### Directions
Answer these questions from the text below.
(a) Where was the baby dolphin found?
(b) What did the beachgoers do with the dolphin once they were satisfied with their photographs?
(c) How are commercial fishing nets brought back onto the boat?

### Text
%%

Can you imagine that one day you are aimlessly roaming
around your usual environment and you encounter a crowd of foreign looking
extremities with 5 protrusions on each limb? Some of them are hairy, some
shaven, but these strange… things begin to surround you and soon enough you are
enclosed by them with no escape. You begin to here muffled noises getting
loader and earthlings reaching towards you, soon enough you are above water
unable to breath.
In recent
weeks, one particular dolphin was receiving a lot of media coverage. A crowd of
people in an Argentinian beach found that a baby female dolphin was close to
shore they surrounded the creature picked it up from the water and proceeded to
pass it around and take pictures with it. after a few minutes out of water,
like any fish the dolphin died in the hands of the beach goers but they
continued to take pictures with it even after death. Once they were satisfied
with their photographs the dolphin was discarded on the sand like an empty tin
can with no further purpose.
Credits to: Martina |
Once the occurrences
of this event became public, the online world was outraged.
What baffles me is that these people were so
quick to judge the actions of others and so ignorant to see that which they do
themselves.
Commercial
fishing occurs on a daily basis. This is where fish nets of immense sizes and capacities
are thrown into the sea in areas where wild life is most abundant and railed
back in with a crane onto a boat. In these nets for every pound of fish caught
five pounds of untargeted species are trapped too.
Here we see a
variety of whale species, dolphin species, shark species, turtle species, and
many other animals that are not consumed by our markets legally. These animals,
which yearly make up 2.7 trillion of the animals killed at sea, are part of the
collateral damage that commercial fishing causes and they make up 5% of every
catch. Their meat, useless to the catchers, is thrown back into the ocean once dead
or sold in black markets are rarities.

%%

### Listed entries
%%

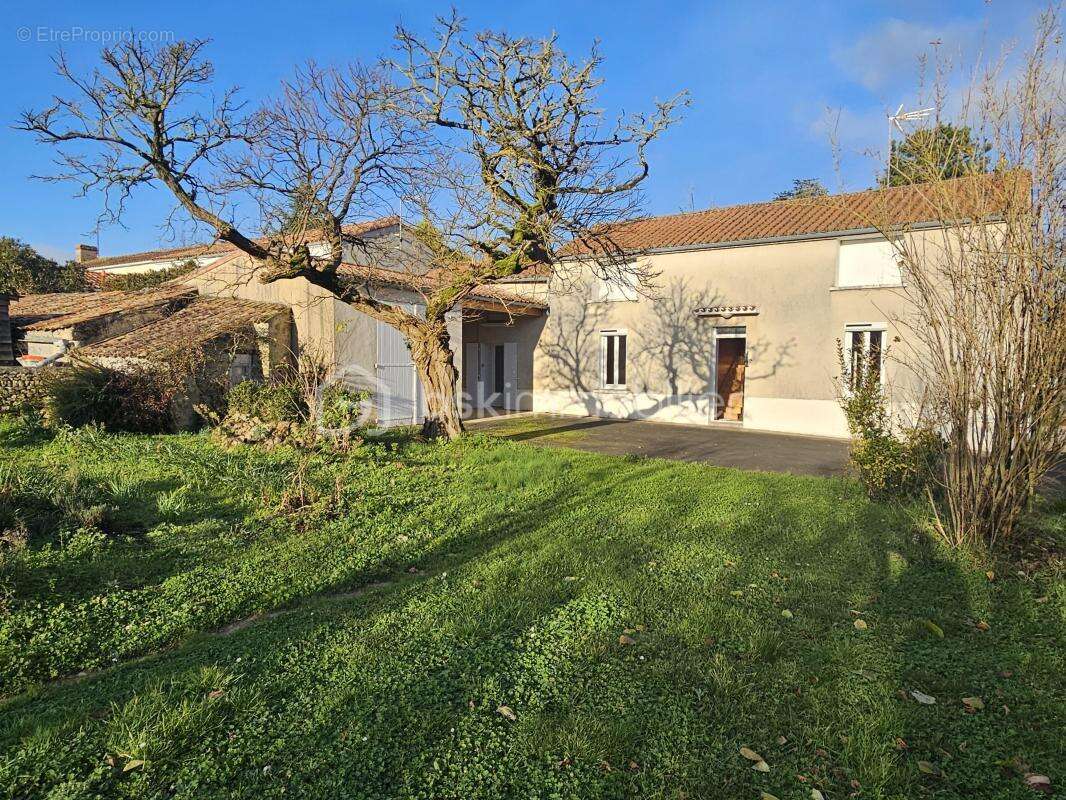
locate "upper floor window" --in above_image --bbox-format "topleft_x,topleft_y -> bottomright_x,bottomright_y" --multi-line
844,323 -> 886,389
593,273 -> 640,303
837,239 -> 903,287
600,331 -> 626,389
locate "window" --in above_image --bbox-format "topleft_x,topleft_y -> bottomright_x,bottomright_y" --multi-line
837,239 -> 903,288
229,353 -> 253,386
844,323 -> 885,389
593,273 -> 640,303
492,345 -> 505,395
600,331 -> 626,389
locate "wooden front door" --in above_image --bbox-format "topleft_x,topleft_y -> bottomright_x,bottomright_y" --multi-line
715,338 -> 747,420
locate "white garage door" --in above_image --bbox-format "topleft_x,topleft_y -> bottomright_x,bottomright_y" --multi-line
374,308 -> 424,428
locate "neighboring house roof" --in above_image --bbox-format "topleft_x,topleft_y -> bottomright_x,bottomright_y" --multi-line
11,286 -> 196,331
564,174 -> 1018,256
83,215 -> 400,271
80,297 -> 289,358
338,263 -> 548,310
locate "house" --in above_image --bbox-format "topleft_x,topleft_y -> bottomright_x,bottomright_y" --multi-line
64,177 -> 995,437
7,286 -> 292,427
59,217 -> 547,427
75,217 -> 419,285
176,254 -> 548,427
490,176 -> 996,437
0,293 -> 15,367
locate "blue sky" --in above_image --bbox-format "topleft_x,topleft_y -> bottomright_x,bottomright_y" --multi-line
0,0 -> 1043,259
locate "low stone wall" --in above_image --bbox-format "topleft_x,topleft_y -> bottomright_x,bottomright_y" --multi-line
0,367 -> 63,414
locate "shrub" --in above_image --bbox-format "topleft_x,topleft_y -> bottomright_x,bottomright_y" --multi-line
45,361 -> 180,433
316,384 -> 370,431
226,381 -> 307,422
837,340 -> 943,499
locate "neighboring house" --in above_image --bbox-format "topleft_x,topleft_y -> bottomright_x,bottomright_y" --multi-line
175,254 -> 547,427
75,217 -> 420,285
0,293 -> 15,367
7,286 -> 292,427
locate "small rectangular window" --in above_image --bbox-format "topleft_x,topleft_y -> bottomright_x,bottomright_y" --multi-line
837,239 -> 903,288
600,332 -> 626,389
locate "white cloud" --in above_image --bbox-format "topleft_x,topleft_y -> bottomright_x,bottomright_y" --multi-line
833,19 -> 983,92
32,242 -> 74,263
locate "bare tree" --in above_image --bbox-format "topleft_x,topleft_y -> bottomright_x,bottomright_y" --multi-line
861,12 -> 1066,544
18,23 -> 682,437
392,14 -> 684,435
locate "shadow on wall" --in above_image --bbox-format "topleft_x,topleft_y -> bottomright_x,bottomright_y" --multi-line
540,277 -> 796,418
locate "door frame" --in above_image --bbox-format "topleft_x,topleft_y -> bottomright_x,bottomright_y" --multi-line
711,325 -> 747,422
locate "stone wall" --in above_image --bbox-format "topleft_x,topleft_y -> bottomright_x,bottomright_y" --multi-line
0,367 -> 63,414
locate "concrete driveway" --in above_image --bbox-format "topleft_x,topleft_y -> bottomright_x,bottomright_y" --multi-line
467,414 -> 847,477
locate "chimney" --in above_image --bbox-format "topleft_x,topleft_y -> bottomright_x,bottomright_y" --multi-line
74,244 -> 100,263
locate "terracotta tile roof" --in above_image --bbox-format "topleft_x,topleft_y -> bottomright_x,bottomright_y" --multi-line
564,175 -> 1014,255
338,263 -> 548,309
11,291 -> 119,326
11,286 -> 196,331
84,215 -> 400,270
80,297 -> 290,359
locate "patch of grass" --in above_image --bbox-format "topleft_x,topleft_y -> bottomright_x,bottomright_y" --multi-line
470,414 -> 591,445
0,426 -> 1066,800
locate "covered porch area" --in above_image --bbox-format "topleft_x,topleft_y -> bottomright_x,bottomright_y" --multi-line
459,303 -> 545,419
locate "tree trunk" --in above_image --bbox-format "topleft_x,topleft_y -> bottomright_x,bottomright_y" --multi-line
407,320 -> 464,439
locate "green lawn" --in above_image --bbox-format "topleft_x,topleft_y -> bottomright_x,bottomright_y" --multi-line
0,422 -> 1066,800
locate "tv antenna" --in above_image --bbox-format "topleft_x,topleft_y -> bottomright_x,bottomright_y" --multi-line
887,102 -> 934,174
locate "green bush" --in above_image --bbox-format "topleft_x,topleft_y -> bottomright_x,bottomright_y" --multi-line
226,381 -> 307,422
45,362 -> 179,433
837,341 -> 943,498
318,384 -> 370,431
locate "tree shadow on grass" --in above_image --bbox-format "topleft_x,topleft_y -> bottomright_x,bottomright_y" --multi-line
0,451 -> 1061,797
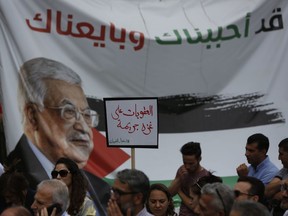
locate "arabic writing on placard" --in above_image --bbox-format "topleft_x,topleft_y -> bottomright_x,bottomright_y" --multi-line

%%

### Answer for the task
(a) Close to shore at an Argentinian beach.
(b) They discarded it on the sand like an empty tin can.
(c) With a crane.